→ **Records for this task**:
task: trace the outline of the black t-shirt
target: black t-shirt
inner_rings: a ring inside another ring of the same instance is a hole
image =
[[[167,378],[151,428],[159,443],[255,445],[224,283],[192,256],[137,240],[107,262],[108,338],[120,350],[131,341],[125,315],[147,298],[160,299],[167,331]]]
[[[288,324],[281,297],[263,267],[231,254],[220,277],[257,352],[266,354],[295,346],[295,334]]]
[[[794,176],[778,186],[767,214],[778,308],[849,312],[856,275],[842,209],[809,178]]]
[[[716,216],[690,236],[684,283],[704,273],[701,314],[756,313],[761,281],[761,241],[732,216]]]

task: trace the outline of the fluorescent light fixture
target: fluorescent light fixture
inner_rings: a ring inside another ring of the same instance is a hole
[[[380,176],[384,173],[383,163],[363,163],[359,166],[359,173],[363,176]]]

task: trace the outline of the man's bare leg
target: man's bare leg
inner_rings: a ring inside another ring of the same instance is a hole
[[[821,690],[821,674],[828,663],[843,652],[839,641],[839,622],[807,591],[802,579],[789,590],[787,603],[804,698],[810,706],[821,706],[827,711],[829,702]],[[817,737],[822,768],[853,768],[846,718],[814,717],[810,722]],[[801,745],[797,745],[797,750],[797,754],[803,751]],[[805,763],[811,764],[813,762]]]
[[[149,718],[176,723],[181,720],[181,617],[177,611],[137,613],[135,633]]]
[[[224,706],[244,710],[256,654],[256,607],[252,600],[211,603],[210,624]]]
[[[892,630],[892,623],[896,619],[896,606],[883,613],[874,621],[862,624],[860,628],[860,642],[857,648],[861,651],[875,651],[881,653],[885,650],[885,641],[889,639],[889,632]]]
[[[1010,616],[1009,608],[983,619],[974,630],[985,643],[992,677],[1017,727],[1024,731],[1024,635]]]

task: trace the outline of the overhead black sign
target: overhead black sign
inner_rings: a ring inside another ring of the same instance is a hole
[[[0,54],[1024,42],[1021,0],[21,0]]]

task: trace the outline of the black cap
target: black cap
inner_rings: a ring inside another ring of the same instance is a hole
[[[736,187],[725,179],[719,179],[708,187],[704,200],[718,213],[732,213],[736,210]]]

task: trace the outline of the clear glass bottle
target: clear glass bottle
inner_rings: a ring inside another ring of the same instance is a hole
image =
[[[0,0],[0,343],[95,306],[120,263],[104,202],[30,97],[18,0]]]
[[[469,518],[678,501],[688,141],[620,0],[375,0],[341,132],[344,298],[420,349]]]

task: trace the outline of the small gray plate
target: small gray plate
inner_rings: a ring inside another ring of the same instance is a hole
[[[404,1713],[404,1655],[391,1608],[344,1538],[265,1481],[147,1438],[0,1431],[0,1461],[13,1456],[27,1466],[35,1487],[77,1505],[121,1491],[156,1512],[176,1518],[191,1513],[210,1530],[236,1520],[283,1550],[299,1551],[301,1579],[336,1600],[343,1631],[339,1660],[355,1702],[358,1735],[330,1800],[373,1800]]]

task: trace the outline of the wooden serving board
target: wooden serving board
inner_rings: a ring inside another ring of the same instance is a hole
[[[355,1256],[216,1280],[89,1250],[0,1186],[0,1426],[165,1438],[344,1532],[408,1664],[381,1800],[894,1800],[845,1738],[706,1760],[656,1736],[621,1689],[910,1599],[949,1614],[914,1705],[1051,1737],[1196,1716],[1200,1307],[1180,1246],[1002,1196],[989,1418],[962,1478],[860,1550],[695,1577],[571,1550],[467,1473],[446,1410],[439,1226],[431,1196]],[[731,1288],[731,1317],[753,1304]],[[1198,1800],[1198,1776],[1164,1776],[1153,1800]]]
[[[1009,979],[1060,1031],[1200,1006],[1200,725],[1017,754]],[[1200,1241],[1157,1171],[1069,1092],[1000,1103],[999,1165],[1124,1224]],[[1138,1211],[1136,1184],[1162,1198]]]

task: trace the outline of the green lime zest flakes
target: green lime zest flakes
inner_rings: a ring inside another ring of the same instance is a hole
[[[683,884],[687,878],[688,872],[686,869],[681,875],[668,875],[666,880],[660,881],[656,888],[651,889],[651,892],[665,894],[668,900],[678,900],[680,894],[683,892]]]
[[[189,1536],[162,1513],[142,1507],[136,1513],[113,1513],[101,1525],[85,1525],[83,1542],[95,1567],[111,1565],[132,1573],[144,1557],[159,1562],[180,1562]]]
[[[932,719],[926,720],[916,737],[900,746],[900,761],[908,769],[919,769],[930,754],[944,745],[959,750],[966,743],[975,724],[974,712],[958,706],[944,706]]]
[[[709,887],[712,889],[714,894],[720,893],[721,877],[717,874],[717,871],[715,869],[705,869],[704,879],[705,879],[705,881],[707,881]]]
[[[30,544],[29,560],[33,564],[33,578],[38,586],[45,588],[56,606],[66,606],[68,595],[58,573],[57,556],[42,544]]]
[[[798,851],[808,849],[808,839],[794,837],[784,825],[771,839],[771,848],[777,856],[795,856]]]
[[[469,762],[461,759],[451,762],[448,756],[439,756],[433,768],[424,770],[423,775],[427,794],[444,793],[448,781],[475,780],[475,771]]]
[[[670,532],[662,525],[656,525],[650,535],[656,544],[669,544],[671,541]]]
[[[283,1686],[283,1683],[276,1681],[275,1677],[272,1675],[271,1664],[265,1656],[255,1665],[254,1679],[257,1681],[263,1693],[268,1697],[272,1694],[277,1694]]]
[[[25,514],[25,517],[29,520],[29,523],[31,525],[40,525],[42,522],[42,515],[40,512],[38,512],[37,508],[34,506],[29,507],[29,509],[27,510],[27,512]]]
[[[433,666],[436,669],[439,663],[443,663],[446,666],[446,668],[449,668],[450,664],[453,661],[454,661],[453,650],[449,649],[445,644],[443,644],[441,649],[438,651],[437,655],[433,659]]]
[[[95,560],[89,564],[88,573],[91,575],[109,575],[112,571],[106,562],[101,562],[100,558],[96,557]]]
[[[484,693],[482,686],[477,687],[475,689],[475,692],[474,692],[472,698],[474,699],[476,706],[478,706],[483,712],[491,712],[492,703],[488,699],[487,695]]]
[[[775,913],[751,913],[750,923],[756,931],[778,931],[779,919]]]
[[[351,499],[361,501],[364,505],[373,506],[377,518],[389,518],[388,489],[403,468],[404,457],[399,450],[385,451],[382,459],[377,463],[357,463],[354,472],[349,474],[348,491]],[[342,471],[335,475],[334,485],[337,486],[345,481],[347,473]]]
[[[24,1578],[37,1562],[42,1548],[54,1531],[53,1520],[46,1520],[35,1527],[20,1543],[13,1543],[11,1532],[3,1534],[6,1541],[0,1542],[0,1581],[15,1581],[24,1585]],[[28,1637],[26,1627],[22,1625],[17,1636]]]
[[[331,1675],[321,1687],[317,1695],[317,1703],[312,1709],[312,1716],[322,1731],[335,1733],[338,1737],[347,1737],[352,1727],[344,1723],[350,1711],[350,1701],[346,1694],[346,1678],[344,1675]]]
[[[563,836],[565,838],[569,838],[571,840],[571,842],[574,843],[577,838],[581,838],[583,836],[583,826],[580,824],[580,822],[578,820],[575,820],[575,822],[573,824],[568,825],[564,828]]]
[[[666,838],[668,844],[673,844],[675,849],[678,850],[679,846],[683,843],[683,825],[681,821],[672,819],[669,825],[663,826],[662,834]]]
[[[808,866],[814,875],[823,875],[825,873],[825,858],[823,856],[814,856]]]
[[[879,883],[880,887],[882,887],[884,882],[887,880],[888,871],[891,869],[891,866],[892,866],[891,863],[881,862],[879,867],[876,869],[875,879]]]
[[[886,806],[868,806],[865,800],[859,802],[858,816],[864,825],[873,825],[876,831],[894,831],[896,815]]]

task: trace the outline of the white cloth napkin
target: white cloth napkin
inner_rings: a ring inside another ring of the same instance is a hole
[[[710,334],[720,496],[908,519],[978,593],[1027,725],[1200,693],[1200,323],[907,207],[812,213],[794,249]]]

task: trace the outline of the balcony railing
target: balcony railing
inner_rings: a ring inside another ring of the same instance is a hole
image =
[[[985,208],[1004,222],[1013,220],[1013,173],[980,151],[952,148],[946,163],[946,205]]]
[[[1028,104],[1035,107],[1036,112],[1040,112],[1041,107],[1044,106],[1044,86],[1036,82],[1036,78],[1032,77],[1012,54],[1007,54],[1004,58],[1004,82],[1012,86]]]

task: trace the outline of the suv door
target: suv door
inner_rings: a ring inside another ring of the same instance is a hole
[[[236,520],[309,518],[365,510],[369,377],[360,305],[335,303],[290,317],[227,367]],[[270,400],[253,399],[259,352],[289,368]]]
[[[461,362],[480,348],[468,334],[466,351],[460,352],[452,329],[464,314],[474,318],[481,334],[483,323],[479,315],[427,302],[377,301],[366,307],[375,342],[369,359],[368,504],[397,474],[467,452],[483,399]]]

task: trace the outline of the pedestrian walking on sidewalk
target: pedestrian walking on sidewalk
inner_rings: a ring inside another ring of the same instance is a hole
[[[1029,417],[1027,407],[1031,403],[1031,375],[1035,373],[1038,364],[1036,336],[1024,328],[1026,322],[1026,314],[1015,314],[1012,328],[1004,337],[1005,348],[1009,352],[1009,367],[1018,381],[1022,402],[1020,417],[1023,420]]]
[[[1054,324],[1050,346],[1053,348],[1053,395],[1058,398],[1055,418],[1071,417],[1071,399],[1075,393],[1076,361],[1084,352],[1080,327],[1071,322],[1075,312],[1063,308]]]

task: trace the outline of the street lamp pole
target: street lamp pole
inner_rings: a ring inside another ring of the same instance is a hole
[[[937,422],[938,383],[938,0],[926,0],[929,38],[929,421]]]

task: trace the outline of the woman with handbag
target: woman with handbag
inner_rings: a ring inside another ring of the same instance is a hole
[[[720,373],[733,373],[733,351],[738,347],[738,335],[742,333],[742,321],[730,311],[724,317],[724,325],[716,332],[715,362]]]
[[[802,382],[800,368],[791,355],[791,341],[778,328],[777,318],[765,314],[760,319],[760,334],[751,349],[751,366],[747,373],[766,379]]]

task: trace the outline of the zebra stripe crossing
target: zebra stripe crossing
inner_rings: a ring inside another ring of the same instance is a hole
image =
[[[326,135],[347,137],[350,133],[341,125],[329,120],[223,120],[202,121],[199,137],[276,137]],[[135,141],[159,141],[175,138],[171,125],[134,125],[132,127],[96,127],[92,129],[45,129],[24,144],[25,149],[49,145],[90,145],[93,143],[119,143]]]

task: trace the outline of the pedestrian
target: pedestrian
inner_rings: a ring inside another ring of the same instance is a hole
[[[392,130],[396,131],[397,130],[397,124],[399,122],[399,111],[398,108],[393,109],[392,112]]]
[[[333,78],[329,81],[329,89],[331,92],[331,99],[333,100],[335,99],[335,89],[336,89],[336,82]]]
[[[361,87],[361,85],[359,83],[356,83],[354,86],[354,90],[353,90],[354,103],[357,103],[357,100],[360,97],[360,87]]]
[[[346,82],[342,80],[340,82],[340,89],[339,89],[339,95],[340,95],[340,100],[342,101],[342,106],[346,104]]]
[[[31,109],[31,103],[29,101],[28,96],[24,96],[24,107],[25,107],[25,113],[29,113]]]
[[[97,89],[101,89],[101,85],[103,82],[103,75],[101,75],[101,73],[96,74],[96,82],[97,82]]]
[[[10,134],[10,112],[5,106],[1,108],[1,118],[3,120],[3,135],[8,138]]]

→ **Activity**: Check each line above for the word "fixture" and say how many have it, with nothing else.

→ **Result of this exercise**: 2